Data items
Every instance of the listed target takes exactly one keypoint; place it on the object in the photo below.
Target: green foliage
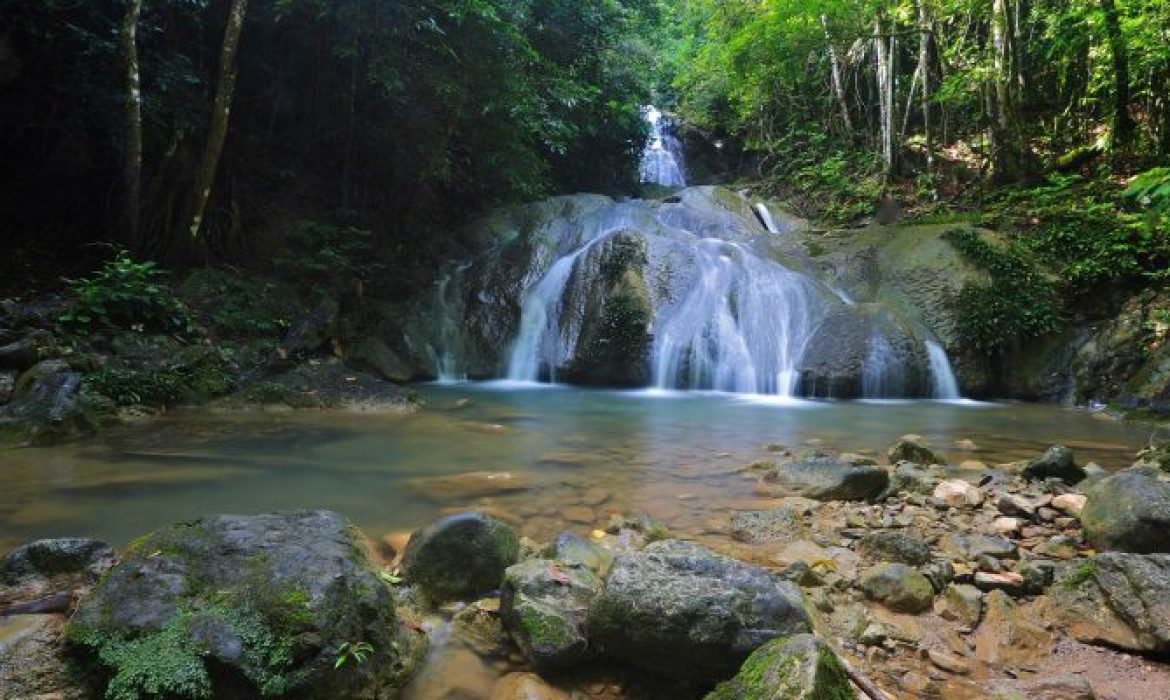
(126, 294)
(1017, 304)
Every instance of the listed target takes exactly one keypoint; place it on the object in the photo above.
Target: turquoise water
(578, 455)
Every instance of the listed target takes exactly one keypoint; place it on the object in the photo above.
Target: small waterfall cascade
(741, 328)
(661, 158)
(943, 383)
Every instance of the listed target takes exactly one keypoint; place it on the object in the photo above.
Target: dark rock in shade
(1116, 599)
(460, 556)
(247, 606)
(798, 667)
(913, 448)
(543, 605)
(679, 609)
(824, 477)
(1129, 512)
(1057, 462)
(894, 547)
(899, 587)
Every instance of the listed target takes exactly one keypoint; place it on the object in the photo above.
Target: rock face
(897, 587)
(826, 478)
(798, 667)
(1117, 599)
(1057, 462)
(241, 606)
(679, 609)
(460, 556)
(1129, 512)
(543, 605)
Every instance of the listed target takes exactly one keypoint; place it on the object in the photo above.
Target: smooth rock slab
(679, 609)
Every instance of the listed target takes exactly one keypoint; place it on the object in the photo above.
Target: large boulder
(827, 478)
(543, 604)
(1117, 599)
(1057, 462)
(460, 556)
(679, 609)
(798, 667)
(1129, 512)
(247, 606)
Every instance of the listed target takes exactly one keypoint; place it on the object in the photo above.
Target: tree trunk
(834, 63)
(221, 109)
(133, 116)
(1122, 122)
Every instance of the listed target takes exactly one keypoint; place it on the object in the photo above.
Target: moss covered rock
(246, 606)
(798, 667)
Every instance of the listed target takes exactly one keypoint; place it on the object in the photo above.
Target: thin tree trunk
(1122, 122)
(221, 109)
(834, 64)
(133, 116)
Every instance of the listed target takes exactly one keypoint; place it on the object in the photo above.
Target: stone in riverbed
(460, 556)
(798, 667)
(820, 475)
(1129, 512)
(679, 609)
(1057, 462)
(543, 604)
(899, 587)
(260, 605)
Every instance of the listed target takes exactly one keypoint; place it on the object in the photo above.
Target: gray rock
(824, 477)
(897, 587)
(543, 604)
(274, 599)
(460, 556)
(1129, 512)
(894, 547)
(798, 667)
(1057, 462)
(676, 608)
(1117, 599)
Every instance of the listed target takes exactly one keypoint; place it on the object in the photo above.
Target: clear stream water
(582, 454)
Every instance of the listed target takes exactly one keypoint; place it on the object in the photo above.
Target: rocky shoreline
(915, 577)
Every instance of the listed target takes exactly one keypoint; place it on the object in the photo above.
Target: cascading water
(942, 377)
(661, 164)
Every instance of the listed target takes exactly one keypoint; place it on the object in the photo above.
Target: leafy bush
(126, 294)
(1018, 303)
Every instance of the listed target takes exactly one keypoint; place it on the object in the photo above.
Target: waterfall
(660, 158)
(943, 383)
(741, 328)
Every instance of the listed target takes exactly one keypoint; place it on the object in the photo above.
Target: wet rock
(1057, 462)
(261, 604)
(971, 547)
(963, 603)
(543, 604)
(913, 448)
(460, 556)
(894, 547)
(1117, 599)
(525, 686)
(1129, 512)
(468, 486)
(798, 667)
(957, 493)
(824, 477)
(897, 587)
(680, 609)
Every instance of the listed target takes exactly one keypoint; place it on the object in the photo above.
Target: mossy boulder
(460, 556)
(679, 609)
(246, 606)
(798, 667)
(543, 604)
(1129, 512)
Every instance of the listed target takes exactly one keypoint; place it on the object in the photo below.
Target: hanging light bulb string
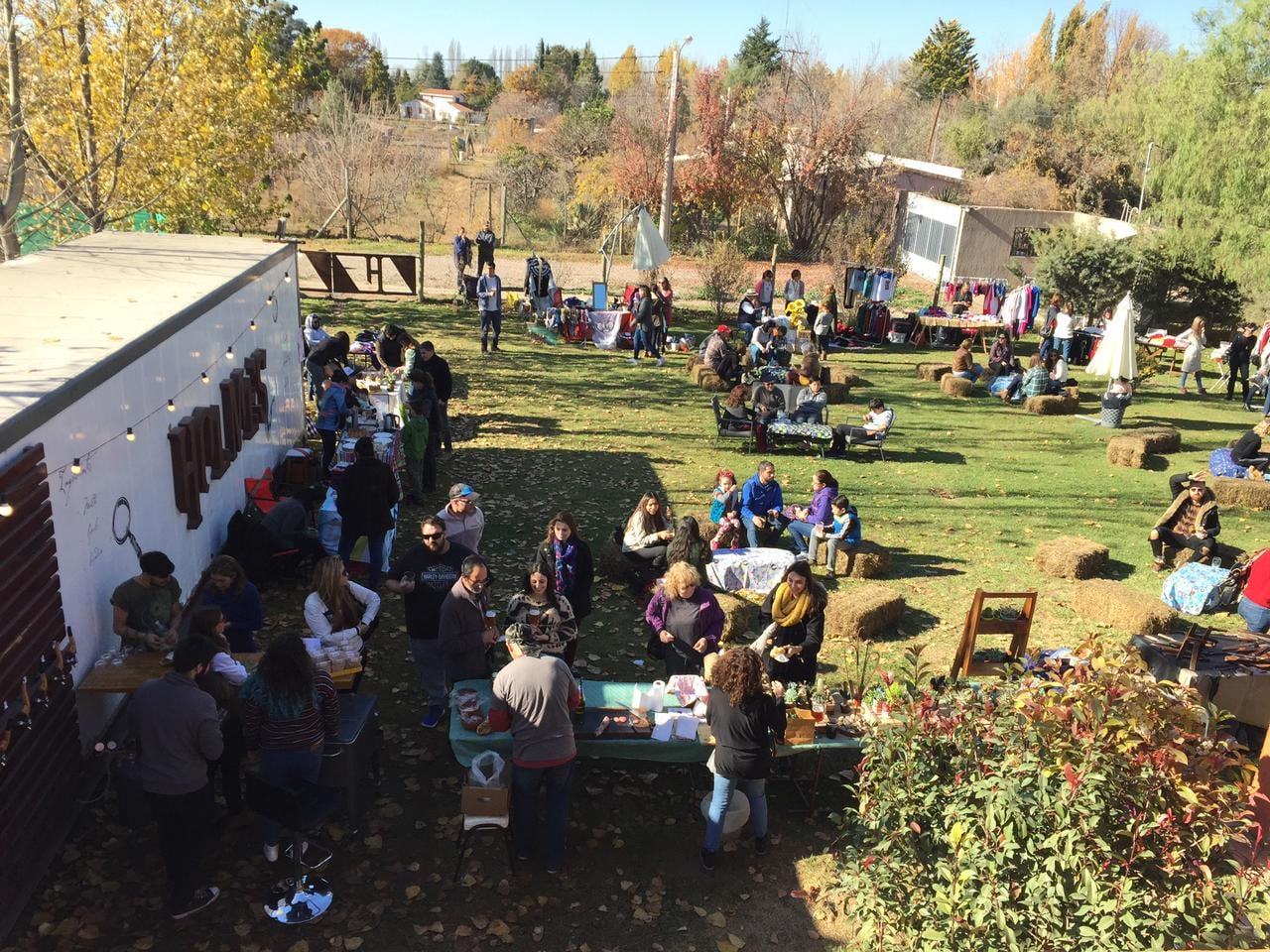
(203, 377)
==
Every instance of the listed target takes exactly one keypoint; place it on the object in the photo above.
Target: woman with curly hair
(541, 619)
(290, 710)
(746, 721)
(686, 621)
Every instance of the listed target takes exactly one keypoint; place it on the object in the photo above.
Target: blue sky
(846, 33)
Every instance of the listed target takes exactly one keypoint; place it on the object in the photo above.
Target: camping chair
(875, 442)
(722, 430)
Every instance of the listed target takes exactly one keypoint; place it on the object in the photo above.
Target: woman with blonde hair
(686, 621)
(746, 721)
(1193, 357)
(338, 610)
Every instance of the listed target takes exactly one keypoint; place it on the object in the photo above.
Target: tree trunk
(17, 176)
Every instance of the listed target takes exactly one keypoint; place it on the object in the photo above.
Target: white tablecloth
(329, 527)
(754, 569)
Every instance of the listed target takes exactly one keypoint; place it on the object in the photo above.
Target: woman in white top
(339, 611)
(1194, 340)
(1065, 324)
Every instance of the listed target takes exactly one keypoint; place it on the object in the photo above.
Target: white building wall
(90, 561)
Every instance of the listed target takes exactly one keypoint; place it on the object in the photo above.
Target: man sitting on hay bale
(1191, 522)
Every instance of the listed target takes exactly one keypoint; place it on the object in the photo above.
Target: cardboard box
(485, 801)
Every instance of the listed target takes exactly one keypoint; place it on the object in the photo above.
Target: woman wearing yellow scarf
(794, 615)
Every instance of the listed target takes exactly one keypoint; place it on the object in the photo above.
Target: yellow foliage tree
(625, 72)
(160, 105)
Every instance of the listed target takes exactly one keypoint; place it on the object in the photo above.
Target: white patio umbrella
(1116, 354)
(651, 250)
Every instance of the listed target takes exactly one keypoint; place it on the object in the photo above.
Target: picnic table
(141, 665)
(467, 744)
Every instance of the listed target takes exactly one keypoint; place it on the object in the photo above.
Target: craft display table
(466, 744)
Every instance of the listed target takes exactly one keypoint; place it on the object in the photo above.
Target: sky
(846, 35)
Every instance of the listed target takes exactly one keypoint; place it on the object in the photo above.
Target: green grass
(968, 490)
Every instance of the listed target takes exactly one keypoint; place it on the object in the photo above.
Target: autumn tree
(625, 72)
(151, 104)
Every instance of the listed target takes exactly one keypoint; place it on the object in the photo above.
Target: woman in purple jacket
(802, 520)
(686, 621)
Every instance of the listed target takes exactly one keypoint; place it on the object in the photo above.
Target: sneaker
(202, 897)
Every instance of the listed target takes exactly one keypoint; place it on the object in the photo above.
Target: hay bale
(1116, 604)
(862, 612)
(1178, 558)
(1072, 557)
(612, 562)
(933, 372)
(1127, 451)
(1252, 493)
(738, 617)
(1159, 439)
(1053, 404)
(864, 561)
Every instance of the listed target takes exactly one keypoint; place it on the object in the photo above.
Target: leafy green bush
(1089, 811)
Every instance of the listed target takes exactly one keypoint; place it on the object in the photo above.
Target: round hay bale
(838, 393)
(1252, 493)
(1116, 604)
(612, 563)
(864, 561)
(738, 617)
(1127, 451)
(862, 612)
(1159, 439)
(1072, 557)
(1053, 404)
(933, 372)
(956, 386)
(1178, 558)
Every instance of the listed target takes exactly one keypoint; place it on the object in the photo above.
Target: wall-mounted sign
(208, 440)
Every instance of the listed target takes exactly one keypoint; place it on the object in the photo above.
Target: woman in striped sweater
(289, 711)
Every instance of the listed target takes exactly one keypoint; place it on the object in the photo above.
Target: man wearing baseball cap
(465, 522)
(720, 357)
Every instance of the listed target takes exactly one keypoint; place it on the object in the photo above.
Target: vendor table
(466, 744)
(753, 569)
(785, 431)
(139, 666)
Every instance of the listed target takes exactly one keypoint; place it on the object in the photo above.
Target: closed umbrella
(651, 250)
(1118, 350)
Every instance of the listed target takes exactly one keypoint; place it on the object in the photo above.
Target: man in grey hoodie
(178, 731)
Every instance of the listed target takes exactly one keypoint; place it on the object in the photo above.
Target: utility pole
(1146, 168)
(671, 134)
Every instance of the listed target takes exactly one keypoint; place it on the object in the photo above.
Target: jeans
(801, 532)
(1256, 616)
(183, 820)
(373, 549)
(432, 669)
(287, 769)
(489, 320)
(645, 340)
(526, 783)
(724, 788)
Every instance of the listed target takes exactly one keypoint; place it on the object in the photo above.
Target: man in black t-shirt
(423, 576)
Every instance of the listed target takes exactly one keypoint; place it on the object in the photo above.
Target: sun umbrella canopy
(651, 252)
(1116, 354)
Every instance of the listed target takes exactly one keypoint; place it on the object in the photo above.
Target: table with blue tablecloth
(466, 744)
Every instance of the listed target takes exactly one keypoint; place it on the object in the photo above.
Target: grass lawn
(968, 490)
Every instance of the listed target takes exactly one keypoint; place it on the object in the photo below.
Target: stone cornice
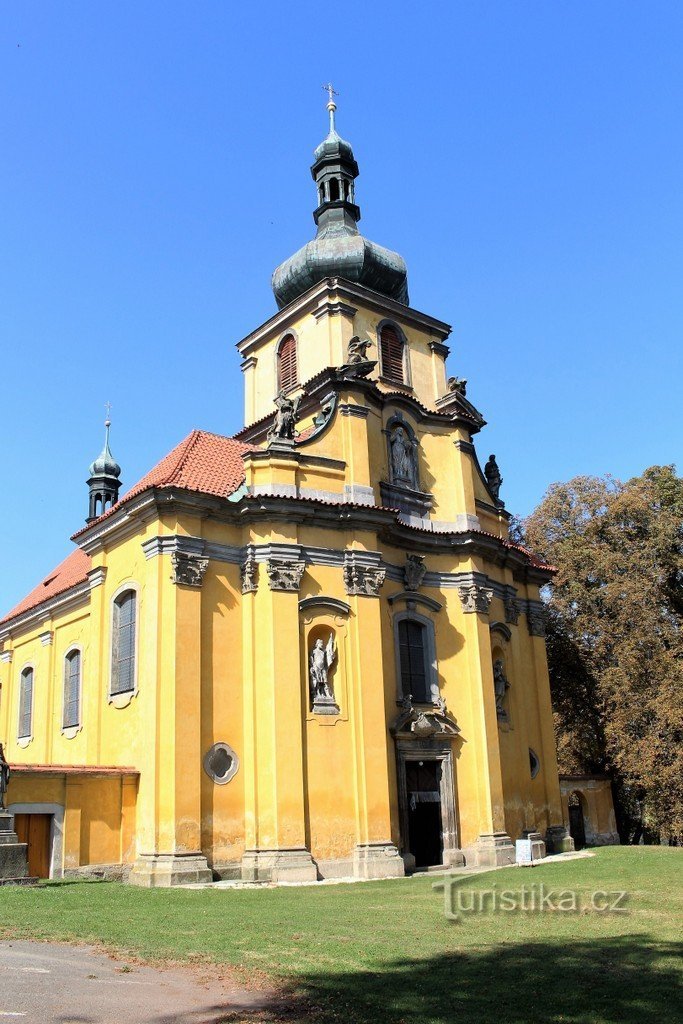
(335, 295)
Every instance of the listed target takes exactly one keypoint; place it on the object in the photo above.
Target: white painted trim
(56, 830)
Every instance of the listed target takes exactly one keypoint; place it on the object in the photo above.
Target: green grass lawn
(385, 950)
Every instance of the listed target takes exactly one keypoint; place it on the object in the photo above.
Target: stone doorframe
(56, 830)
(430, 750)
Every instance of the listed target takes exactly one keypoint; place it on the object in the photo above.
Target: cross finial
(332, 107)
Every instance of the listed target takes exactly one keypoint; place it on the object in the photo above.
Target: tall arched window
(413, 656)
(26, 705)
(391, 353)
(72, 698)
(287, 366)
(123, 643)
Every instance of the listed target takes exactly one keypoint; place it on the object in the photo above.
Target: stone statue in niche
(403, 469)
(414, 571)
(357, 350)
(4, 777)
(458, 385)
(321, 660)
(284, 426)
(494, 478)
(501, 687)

WHAT THIS TASK INVOLVES:
How many lines of the data above contain the string "grass"? Case counts, so reply with the number alone.

RESPONSE TO THIS EXERCISE:
3